▸ **Goal of the exercise**:
Set the following entries down again exactly, line by line.

▸ **The data**:
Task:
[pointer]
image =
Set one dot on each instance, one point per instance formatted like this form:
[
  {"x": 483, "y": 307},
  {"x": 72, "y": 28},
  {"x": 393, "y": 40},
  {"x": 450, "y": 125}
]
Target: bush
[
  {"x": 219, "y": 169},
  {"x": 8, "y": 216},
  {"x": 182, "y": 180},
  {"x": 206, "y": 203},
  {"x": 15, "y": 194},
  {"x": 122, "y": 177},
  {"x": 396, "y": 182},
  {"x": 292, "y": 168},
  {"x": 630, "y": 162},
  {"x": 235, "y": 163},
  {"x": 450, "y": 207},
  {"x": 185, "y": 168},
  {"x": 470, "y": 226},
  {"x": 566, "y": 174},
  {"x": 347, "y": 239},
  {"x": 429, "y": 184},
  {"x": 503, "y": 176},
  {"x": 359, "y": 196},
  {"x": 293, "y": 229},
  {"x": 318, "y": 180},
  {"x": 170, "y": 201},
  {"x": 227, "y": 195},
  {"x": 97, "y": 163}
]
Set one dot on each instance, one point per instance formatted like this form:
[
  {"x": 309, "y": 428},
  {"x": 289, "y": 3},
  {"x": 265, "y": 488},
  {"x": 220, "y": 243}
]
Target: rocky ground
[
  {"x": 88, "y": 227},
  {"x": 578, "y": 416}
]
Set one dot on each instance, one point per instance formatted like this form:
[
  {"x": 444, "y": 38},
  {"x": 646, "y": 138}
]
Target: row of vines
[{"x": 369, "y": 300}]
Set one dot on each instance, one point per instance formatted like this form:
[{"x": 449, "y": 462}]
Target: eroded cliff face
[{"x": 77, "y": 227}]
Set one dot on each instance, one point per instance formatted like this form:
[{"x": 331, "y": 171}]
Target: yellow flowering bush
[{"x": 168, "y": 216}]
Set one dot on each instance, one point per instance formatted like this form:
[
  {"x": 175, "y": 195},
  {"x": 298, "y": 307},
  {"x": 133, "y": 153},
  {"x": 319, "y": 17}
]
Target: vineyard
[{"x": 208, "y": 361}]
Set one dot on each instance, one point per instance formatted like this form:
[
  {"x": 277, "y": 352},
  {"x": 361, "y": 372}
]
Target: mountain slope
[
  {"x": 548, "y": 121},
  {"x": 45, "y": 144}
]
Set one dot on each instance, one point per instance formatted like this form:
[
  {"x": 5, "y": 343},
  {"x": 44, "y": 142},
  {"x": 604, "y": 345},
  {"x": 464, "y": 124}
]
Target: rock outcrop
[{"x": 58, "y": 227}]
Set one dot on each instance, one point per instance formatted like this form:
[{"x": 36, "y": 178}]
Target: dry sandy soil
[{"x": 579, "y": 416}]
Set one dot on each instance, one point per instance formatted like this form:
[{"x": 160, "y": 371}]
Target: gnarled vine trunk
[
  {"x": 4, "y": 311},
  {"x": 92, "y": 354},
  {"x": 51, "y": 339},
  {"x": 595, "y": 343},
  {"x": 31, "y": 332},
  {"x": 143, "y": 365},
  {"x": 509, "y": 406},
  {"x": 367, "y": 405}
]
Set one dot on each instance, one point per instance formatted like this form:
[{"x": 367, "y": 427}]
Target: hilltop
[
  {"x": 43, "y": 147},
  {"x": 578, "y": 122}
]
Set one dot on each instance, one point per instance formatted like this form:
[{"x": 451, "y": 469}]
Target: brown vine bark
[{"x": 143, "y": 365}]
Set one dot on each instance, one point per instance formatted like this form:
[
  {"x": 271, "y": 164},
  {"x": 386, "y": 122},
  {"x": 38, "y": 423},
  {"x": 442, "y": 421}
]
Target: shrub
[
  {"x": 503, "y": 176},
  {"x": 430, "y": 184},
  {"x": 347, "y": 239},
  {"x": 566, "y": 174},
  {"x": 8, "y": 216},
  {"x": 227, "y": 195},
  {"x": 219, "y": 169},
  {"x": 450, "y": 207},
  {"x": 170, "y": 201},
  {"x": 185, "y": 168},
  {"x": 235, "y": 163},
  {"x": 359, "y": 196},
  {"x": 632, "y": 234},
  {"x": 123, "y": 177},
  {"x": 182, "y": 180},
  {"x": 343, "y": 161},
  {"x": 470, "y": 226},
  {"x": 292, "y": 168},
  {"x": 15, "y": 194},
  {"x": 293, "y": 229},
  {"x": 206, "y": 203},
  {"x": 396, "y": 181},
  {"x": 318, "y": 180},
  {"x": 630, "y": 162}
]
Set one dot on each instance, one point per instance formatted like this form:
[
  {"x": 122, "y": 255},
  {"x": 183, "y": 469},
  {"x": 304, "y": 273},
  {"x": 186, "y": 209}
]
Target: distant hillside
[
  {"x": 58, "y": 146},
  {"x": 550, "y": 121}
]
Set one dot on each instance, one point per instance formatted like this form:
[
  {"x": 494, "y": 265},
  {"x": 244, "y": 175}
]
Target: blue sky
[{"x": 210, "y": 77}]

▸ **Solved exercise**:
Task:
[pointer]
image =
Set one dot on each instance, one point per instance formatted like this form:
[
  {"x": 483, "y": 307},
  {"x": 72, "y": 28},
  {"x": 393, "y": 40},
  {"x": 450, "y": 125}
]
Target: bush
[
  {"x": 219, "y": 169},
  {"x": 8, "y": 216},
  {"x": 182, "y": 180},
  {"x": 206, "y": 203},
  {"x": 15, "y": 194},
  {"x": 122, "y": 177},
  {"x": 396, "y": 182},
  {"x": 292, "y": 168},
  {"x": 630, "y": 162},
  {"x": 235, "y": 163},
  {"x": 450, "y": 207},
  {"x": 185, "y": 168},
  {"x": 470, "y": 226},
  {"x": 566, "y": 174},
  {"x": 347, "y": 239},
  {"x": 429, "y": 184},
  {"x": 503, "y": 176},
  {"x": 359, "y": 196},
  {"x": 293, "y": 229},
  {"x": 318, "y": 180},
  {"x": 170, "y": 201},
  {"x": 227, "y": 195},
  {"x": 97, "y": 163}
]
Set one dot on each instance, one point per instance formatted like this form:
[
  {"x": 309, "y": 428},
  {"x": 289, "y": 3},
  {"x": 265, "y": 488},
  {"x": 220, "y": 243}
]
Target: rocky ground
[
  {"x": 88, "y": 227},
  {"x": 578, "y": 416}
]
Set one dot on each instance, one point per instance formatted like this form:
[
  {"x": 444, "y": 38},
  {"x": 646, "y": 138}
]
Target: row of vines
[{"x": 369, "y": 300}]
Set one dot on each instance, one point per instance formatted like this form:
[{"x": 449, "y": 462}]
Target: eroded cliff face
[{"x": 77, "y": 227}]
Set one dot on each instance, one point per instance formatted like this form:
[{"x": 331, "y": 171}]
Target: yellow flowering bush
[{"x": 168, "y": 216}]
Set one dot on each instance, one point per instance formatted like this form:
[
  {"x": 175, "y": 195},
  {"x": 298, "y": 307},
  {"x": 133, "y": 153},
  {"x": 319, "y": 17}
]
Target: vineyard
[{"x": 208, "y": 361}]
Set one dot on each instance, one point per instance formatted like this form:
[
  {"x": 277, "y": 352},
  {"x": 361, "y": 372}
]
Target: mountain slope
[
  {"x": 548, "y": 121},
  {"x": 45, "y": 144}
]
Set one dot on each instance, one point per instance formatted like this form:
[
  {"x": 5, "y": 343},
  {"x": 44, "y": 142},
  {"x": 604, "y": 345},
  {"x": 464, "y": 124}
]
Target: rock outcrop
[{"x": 58, "y": 227}]
Set one dot on each instance, one point per instance formatted like this form:
[{"x": 36, "y": 178}]
Target: dry sandy soil
[{"x": 579, "y": 416}]
Set one dot on each instance, one point per instance formatted like this form:
[{"x": 160, "y": 371}]
Target: gnarled vine trunk
[
  {"x": 4, "y": 311},
  {"x": 92, "y": 354},
  {"x": 51, "y": 339},
  {"x": 595, "y": 343},
  {"x": 31, "y": 332},
  {"x": 143, "y": 365},
  {"x": 509, "y": 406},
  {"x": 367, "y": 405}
]
Set one dot on each instance, one point per instance formatted like this form:
[{"x": 367, "y": 427}]
Target: hilltop
[
  {"x": 43, "y": 147},
  {"x": 578, "y": 122}
]
Set one dot on each instance, one point per instance formatted like this form:
[{"x": 451, "y": 469}]
Target: brown vine bark
[{"x": 143, "y": 365}]
Set one dot on each instance, one point per instance formatted like this form:
[
  {"x": 271, "y": 164},
  {"x": 386, "y": 122},
  {"x": 38, "y": 423},
  {"x": 442, "y": 421}
]
Target: shrub
[
  {"x": 503, "y": 176},
  {"x": 430, "y": 184},
  {"x": 347, "y": 239},
  {"x": 566, "y": 174},
  {"x": 8, "y": 216},
  {"x": 227, "y": 195},
  {"x": 219, "y": 169},
  {"x": 450, "y": 207},
  {"x": 170, "y": 201},
  {"x": 185, "y": 168},
  {"x": 235, "y": 163},
  {"x": 359, "y": 196},
  {"x": 632, "y": 234},
  {"x": 123, "y": 177},
  {"x": 182, "y": 180},
  {"x": 343, "y": 161},
  {"x": 470, "y": 226},
  {"x": 292, "y": 168},
  {"x": 15, "y": 194},
  {"x": 293, "y": 229},
  {"x": 206, "y": 203},
  {"x": 396, "y": 181},
  {"x": 318, "y": 180},
  {"x": 630, "y": 162}
]
Set one dot on each instance, one point per instance formatted like this form:
[
  {"x": 122, "y": 255},
  {"x": 183, "y": 469},
  {"x": 304, "y": 273},
  {"x": 186, "y": 209}
]
Target: distant hillside
[
  {"x": 58, "y": 146},
  {"x": 550, "y": 121}
]
Set one dot on each instance, one point per instance formatted like this form:
[
  {"x": 494, "y": 265},
  {"x": 244, "y": 175}
]
Target: blue sky
[{"x": 210, "y": 77}]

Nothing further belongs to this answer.